• **Directives**
A – Reproduce the part of the passage on Ken Lewis's pay from "Bank of America" to "under his leadership.".
B – State whether each statement agrees with the passage on Ken Lewis's pay, answering yes or no and quoting the words of the passage that decide it: (i) Kenneth Feinberg told Lewis to pay back about $1M of his base salary. (ii) The bank's $2.24B loss came in the fourth quarter. (iii) The writer is certain the government-led process was the right means to this end.

--- start Extract provided ---

Bank of America CEO Ken Lewis didn’t exactly make bank in 2009. USA “Pay Czar” Kenneth Feinberg told Lewis to pay back approximately $1M of a $1.5M base salary in light of the $2.24B loss the bank incurred in the third quarter under his leadership.
This repayment signals stricter pay-for-performance standards. While I’m not in a position to comment on the precise details of Lewis’s compensation structure, stronger links between pay and performance make sense. I don’t know if the government-led process was the right means to this end. But the result is right on. BAC avoided a “golden-parachute” P.R. fiasco. This may not dampen public anger at executive compensation on Wall Street, but it avoids further inflaming it.

--- end Extract provided ---
--- start Extracted material ---

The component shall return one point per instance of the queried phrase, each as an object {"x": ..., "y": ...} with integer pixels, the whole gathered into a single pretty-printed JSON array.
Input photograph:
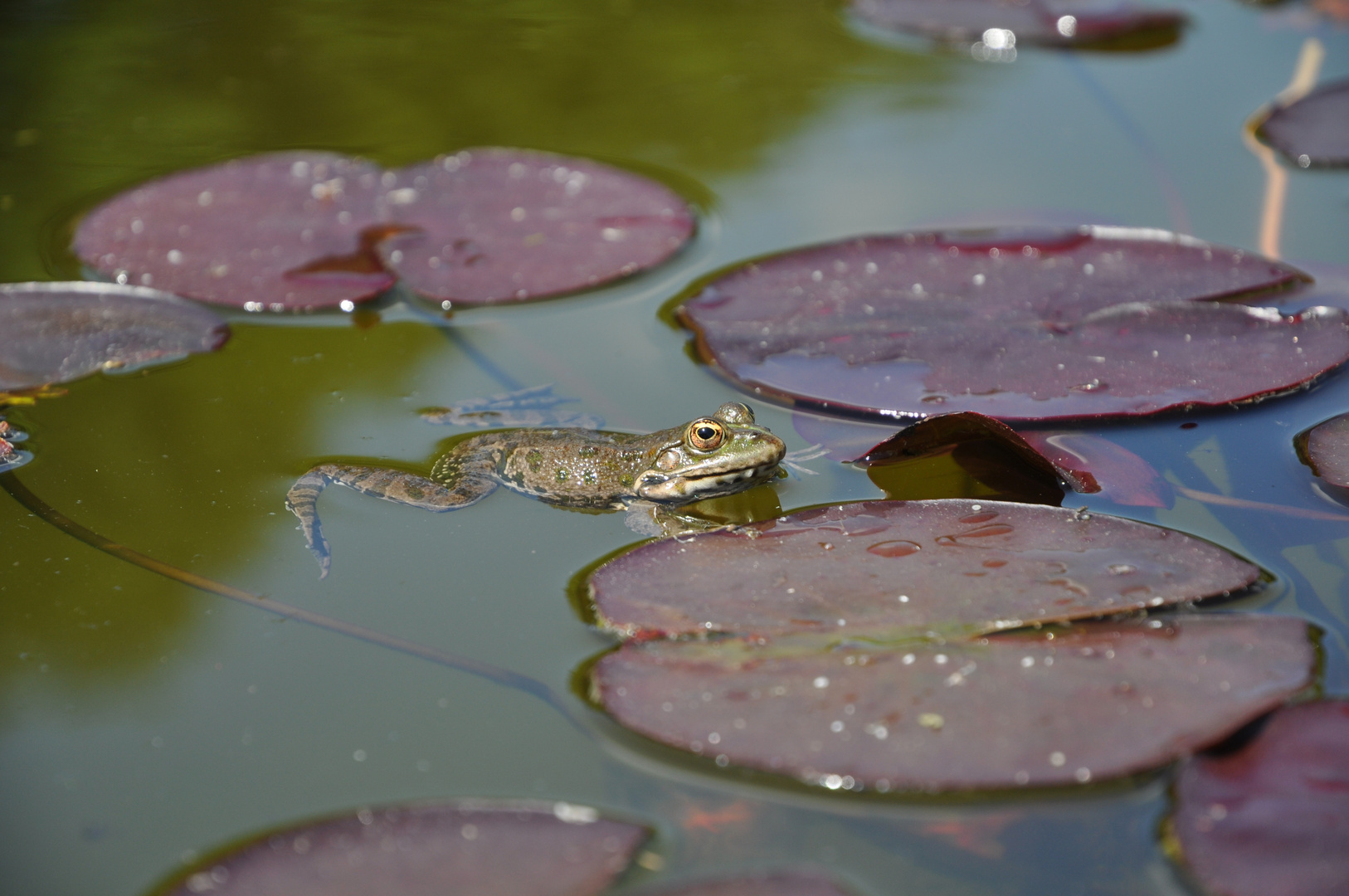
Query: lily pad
[
  {"x": 907, "y": 568},
  {"x": 1093, "y": 702},
  {"x": 465, "y": 848},
  {"x": 765, "y": 884},
  {"x": 57, "y": 332},
  {"x": 1012, "y": 323},
  {"x": 1060, "y": 23},
  {"x": 1094, "y": 465},
  {"x": 1312, "y": 131},
  {"x": 497, "y": 226},
  {"x": 295, "y": 231},
  {"x": 247, "y": 234},
  {"x": 1325, "y": 448},
  {"x": 1273, "y": 816}
]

--- end Extracted material ---

• **Responses to the exercise**
A –
Bank of America CEO Ken Lewis didn’t exactly make bank in 2009. USA “Pay Czar” Kenneth Feinberg told Lewis to pay back approximately $1M of a $1.5M base salary in light of the $2.24B loss the bank incurred in the third quarter under his leadership.

B –
(i) Yes: "told Lewis to pay back approximately $1M of a $1.5M base salary"
(ii) No: "the $2.24B loss the bank incurred in the third quarter"
(iii) No: "I don’t know if the government-led process was the right means to this end."